ФОРМУЛИРОВКА ЗАДАНИЯ — Повторите приведённые ниже данные целиком, строка за строкой, ничего не меняя.

ФРАГМЕНТ ДАННЫХ —
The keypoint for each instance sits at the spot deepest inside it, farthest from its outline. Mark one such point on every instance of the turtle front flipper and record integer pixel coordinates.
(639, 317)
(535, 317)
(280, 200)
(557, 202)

ОТВЕТ НА ЗАДАНИЕ —
The keypoint for each instance sits at the spot deepest inside it, farthest from its outline. Mark one such point on every instance of the turtle front flipper and record integer pixel coordinates.
(639, 317)
(535, 317)
(280, 200)
(557, 202)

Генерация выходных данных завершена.